Please restate the lines shown below exactly, every one of them.

----

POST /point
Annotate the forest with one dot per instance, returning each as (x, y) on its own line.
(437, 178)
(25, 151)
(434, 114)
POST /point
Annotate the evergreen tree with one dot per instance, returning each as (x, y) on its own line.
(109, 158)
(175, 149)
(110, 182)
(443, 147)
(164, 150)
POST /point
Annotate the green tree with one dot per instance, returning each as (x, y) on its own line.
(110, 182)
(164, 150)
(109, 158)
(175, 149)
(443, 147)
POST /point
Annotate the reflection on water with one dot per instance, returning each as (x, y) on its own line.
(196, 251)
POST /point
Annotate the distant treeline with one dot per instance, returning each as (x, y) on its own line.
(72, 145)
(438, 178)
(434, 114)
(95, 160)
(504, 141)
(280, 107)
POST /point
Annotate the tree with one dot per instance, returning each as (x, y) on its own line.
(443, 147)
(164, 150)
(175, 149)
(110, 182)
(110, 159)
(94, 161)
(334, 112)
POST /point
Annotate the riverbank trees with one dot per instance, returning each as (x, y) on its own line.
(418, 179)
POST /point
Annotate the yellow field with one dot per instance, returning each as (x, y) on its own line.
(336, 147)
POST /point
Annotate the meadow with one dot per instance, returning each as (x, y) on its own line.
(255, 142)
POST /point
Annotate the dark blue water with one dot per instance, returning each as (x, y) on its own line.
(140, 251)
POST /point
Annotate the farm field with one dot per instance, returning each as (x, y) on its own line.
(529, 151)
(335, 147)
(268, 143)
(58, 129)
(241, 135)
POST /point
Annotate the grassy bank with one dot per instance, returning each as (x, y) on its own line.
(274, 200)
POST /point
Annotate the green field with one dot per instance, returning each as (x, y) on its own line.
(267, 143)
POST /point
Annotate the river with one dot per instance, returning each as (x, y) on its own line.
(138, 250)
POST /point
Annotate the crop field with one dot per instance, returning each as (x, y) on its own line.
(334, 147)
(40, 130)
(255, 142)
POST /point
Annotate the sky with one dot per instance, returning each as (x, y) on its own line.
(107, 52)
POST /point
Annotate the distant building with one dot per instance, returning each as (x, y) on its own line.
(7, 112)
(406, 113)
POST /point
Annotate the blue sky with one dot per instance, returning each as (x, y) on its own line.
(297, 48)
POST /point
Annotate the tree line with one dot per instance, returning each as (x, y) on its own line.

----

§ FINISHED EXERCISE
POST /point
Annotate the forest with one dot per instance, returning each as (x, y) on its own line.
(437, 178)
(25, 151)
(434, 114)
POST /point
Annotate the evergreen tree with one dot per instance, returning each as (x, y) on its own line.
(109, 158)
(175, 149)
(110, 182)
(443, 147)
(164, 150)
POST /point
Annotate the green tree with one dot per instance, returning each as (x, y) on its own line.
(110, 182)
(164, 150)
(109, 158)
(175, 149)
(443, 147)
POST /point
Annotate the reflection on water with one dot per instance, returning each as (x, y) on its own line.
(196, 251)
POST /point
Annotate the distant treeline with one dot per instance, returning each as (x, y) on its own line.
(72, 145)
(438, 178)
(434, 114)
(95, 160)
(504, 141)
(280, 107)
POST /point
Annotate the tree with one dot per instance, returning each as (x, y) on its own line.
(443, 147)
(164, 150)
(175, 149)
(110, 182)
(110, 159)
(94, 161)
(334, 112)
POST /point
Annotate the riverbank trees with one dot per instance, returning each as (x, y) on its own line.
(418, 179)
POST /point
Annotate the yellow field with one dot per instance, returning each as (x, y) on its own line.
(336, 147)
POST /point
Annotate the meadow with one dot per instance, returning each as (x, y) on its own line.
(255, 142)
POST /point
Annotate the dark blue water with one dot per instance, returning each as (x, y) on its own line.
(140, 251)
POST /point
Annotate the farm field with one dot per instance, returning each as (x, y) on its own line.
(529, 151)
(335, 147)
(268, 143)
(58, 129)
(241, 135)
POST /point
Annotate the grassy bank with one dot per instance, returning each as (x, y) on its own line.
(274, 200)
POST /point
Annotate the green field with one dot per instance, returning each as (x, y) on its own line.
(267, 143)
POST /point
Annotate the river with one dot per instance, returning each as (x, y) on its own line.
(138, 250)
POST /point
Annotate the crop field with one dot per instance, returning each as (x, y) on its own line.
(334, 147)
(40, 130)
(255, 142)
POST /point
Annotate the sky with one dot per instance, returning each as (x, y) on its own line.
(107, 52)
POST /point
Annotate the distant building with one dot per instance, returning each as (x, y) on its own line.
(7, 112)
(406, 113)
POST /point
Annotate the blue sky with one dot per instance, returning each as (x, y) on its own line.
(297, 48)
POST /point
Annotate the tree line with one dot per instance, returning each as (x, y) on its own line.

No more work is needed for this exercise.